Stated task> Recast the rows below as a JSON list of strings, one string per line, omitting any blank lines.

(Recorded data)

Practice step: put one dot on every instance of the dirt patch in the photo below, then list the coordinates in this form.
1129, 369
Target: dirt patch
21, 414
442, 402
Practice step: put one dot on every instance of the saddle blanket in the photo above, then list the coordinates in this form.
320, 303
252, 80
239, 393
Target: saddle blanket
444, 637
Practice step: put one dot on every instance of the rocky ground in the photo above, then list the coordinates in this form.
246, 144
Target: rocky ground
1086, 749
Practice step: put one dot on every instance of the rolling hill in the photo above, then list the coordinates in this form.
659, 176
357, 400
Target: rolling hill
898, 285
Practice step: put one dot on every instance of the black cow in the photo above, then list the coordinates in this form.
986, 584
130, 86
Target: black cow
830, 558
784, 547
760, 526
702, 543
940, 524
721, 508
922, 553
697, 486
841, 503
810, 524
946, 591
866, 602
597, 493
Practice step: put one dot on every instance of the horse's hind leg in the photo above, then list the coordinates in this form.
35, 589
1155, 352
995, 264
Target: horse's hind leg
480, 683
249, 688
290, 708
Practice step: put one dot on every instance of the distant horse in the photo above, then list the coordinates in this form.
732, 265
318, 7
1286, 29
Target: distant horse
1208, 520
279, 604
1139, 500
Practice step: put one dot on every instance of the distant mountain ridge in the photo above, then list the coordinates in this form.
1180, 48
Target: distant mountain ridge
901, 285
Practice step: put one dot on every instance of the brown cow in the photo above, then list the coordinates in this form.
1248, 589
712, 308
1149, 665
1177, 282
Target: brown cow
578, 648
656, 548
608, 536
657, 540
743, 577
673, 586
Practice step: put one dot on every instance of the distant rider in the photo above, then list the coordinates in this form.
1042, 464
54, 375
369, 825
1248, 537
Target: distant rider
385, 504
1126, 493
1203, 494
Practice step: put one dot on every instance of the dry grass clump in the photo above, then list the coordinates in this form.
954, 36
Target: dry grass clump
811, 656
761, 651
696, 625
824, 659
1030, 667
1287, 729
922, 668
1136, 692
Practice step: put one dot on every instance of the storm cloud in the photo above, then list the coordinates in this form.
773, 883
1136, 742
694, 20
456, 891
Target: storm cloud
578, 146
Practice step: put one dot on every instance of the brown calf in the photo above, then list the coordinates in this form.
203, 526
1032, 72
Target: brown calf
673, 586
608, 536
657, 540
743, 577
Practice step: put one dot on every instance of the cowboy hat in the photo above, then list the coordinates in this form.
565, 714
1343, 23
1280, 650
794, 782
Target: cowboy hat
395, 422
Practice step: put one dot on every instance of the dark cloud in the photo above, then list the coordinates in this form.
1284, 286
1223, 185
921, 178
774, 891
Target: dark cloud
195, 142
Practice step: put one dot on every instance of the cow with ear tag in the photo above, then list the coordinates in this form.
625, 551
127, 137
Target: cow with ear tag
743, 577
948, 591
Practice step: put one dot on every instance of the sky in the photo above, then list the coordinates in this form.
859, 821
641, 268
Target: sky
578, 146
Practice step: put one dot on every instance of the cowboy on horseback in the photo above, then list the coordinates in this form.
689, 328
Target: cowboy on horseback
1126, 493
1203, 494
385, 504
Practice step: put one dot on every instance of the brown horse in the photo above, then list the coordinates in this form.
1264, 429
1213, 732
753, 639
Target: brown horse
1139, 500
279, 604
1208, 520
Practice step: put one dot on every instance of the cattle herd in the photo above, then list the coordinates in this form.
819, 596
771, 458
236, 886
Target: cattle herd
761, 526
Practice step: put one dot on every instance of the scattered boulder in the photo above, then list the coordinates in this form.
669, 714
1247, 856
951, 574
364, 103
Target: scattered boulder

Output for this task>
[
  "Practice step: put one dot on every instance of the dirt patch in the photo below, then list the coordinates in this form.",
  "1129, 369",
  "Target: dirt patch",
  "21, 414",
  "442, 402",
  "Practice step: put one dot on every instance of the saddle blanket in the photo above, then list the coordinates in this form.",
  "320, 303",
  "252, 80",
  "239, 393",
  "Target: saddle blanket",
  "444, 637",
  "Practice step: put one dot on every instance of the rocky ground in the photo above, then list the coordinates in this form.",
  "246, 144",
  "Target: rocky ground",
  "1086, 749",
  "Practice step: put one dot on every instance of the rolling hill in the photo above, then list the coordinates in this form.",
  "659, 176",
  "357, 400",
  "Target: rolling hill",
  "898, 285",
  "Practice step: put one dot on every instance of the black cow in the photo above, then list the coordinates in this form.",
  "986, 584",
  "130, 86",
  "Target: black cow",
  "830, 558",
  "784, 547",
  "760, 526",
  "702, 543",
  "940, 524",
  "721, 508",
  "922, 553",
  "697, 486",
  "841, 503",
  "810, 524",
  "946, 591",
  "866, 602",
  "597, 493",
  "Practice step: put one dot on every instance of the horse's hind leg in the photo above, then list the coordinates in this form.",
  "35, 589",
  "1155, 352",
  "995, 264",
  "Target: horse's hind leg",
  "480, 683",
  "249, 688",
  "290, 708",
  "Practice step: put one dot on every instance of the distant horse in the photo above, then list the coordinates in this form.",
  "732, 265",
  "318, 7",
  "1286, 29",
  "Target: distant horse",
  "1208, 520",
  "279, 604",
  "1139, 500",
  "Practice step: put one dot on every instance of the distant mountain ridge in the photo above, then list the coordinates in this form.",
  "1180, 48",
  "Target: distant mountain ridge",
  "901, 285",
  "Practice step: put one dot on every instance of the brown cow in the photo above, then list the coordinates in this form.",
  "1248, 589",
  "712, 308",
  "1149, 665",
  "1177, 282",
  "Target: brown cow",
  "578, 648",
  "656, 548",
  "608, 536",
  "657, 540",
  "743, 577",
  "673, 586",
  "Practice step: put one dot on every instance of the distant rider in the photo above, then list the coordinates in this form.",
  "1042, 464",
  "54, 375",
  "369, 825",
  "1248, 537",
  "Target: distant rider",
  "385, 504",
  "1126, 493",
  "1203, 494",
  "Practice step: put one dot on every instance of the dry grass clump in the photo above, then list the coordinates in this form.",
  "954, 36",
  "Target: dry grass clump",
  "811, 656",
  "761, 651",
  "696, 625",
  "824, 659",
  "1030, 667",
  "1287, 729",
  "922, 668",
  "1136, 692",
  "Practice step: put one dot on every instance of the storm cloud in the photo above, then list the coordinates in this form.",
  "773, 883",
  "1136, 742",
  "694, 20",
  "456, 891",
  "Target: storm cloud",
  "578, 146",
  "Practice step: put one dot on every instance of the brown calf in the photo above, then list the coordinates in this form.",
  "203, 526",
  "1032, 72",
  "Target: brown calf",
  "673, 586",
  "608, 536",
  "657, 540",
  "743, 577",
  "Practice step: put one dot on every instance of the cowboy hat in the photo above, then list the coordinates in this form.",
  "565, 714",
  "1343, 23",
  "1280, 650",
  "794, 782",
  "Target: cowboy hat",
  "395, 422",
  "Practice step: put one dot on every instance of the dark cloud in the photo above, then list the coordinates in this form.",
  "1284, 286",
  "1223, 185",
  "921, 178",
  "774, 891",
  "Target: dark cloud",
  "195, 142",
  "Practice step: put one dot on every instance of the cow with ear tag in the photo above, then list the coordinates in this form.",
  "625, 551",
  "127, 137",
  "Target: cow with ear tag",
  "743, 577",
  "948, 591",
  "Practice step: put one dot on every instance of the sky in the photo above, then list the coordinates in this form.",
  "859, 821",
  "641, 268",
  "Target: sky",
  "578, 146",
  "Practice step: put one dot on every instance of the cowboy on horseback in the photo above, then list the coordinates in this form.",
  "689, 328",
  "Target: cowboy on horseback",
  "1126, 493",
  "1203, 494",
  "385, 504",
  "Practice step: put one dot on every instance of the brown horse in the photo above, then list the coordinates in this form.",
  "1264, 429",
  "1213, 732",
  "753, 639",
  "Target: brown horse",
  "1139, 500",
  "279, 604",
  "1208, 520",
  "Practice step: put one dot on every instance of the cattle herd in the photo above, then list the coordinates in this form.",
  "819, 596",
  "771, 458",
  "236, 886",
  "Target: cattle herd",
  "761, 526",
  "Practice step: put one dot on every instance of the scattered boulder in the photo above, then list the coordinates in this form.",
  "669, 714",
  "1247, 856",
  "951, 574",
  "364, 103",
  "Target: scattered boulder"
]